ACTIVITY:
All records that follow are to be restated exactly.

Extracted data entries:

=== Section Start ===

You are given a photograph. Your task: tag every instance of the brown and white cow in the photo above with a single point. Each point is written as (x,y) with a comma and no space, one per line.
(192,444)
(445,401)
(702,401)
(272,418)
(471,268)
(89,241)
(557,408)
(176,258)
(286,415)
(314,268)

=== Section End ===

YOUR SOLUTION:
You are given a photograph. Your task: tag every instance of the brown and white cow in the photo above with a single point. Each point is written as (x,y) with a comma and no space, one per line.
(192,444)
(445,401)
(702,401)
(272,418)
(471,268)
(89,241)
(557,408)
(176,258)
(286,415)
(314,268)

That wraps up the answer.